Stated exercise:
Answer these questions about the twist-3 contributions passage below.
1. What two ratios are the twist-3 contributions power suppressed like?
2. What does x denote?
3. Which term is of twist-3: the one with the short distance part or the one with the long distance part?
======== Text passage
The twist-3 contributions are power suppressed like $m_q/m_b$ with $m_q$ the light quark mass and $m_b$ the $b$ quark mass, or $\Lambda_{QCD}/m_b$. We now evaluate these contributions in the following.

\subsection{light quark mass contributions}
We now derive the twist-3 contributions due to nonvanishing light quark masses. The matrix element of $Q_6$ is written as 
\bee
\langle Q_6\rangle=-2\langle\pi^-|\bar{d}(0)(1+\gamma_5)u(0)|0\rangle
\langle\pi^+|\bar{u}(0)(1-\gamma_5)b(0)|\bar{B}_d^0\rangle\ .
\eee
By inserting the quark mass terms for $\langle\pi^-|\bar{d}(0)(1+\gamma_5)u(0)|0\rangle$, we can have 
\bee
\int d^4z \langle\pi^-|\bar{d}(z)(-im_d)d(z)\bar{d}(0)(1+\gamma_5)u(0)|0\rangle\ .
\eee
With Wick contraction for $d(z)\bar{d}(0)$, it is easy to derive
\bee
\int d^4z \int\frac{d^4 l_d}{(2\pi)^4}e^{il_d\cdot z}\langle\pi^-|\bar{d}(z)(-im_d)\frac{i\s{l}_d}{l_d^2+i\epsilon}(1+\gamma_5)u(0)|0\rangle\ .
\eee
The $d$ quark momentum $l_d$ can be parameterized as
\bee
l_d^{\mu}=\hat{l}_d^{\mu}+\frac{l^2_d}{2x}n^{\mu}\ ,
\eee
where we have defined the momentum $\hat{l}_d$ as on-shell $\hat{l}_d^2=0$ and a light-like vector $n$ with property $n\cdot q=1$. This is convenient for extraction of the higher twist contributions. We have taken the convention that the internal quark propagator is independent of the light quark mass. This is consistent with that convention with nonvanishing light quark mass in the internal propagator. The separation of $d$ quark propagator into the long distance part $i\hat{\s{l}}_d/(l_d^2+i\epsilon)$ and the short distance part $i\s{n}/2x$ can separate the matrix into the twist-3 term from the higher twist ones. We also take the $q$ to mean the momentum of the ejected meson. The $x$ denotes the momentum fraction for the $d$ quark. The term containing the short distance part is of twist-3 and the term with the long distance part is of higher twist than three. Taking into account of the contributions from the $\bar{u}$ side, gives contributions of the form
\bee
\int^1_0 dx \phi_{\pi}(x)\frac{(m_d(1-x)+m_ux)}{2x(1-x)}\ ,
\eee
where we have employed the definition for the twist-2 pion distribution amplitude
\bee
\langle\pi^-|\bar{d}(0)\s{n}\gamma_5 u(0)|0\rangle=-if_{\pi}\int dx\phi_{\pi}(x)\ .
================
======== Dataset content
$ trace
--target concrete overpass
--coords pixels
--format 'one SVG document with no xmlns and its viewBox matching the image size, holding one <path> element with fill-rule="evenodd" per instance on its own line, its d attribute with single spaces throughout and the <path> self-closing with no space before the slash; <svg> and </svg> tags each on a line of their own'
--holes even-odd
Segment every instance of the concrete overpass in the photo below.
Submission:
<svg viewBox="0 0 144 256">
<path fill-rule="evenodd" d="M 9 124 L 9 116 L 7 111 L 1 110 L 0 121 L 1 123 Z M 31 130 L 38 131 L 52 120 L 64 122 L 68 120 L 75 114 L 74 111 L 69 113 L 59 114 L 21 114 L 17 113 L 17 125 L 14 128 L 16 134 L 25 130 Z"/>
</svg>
================
The reply:
1. m_q/m_b (light quark mass over b quark mass) or Λ_QCD/m_b.
2. The momentum fraction for the d quark.
3. The term containing the short distance part.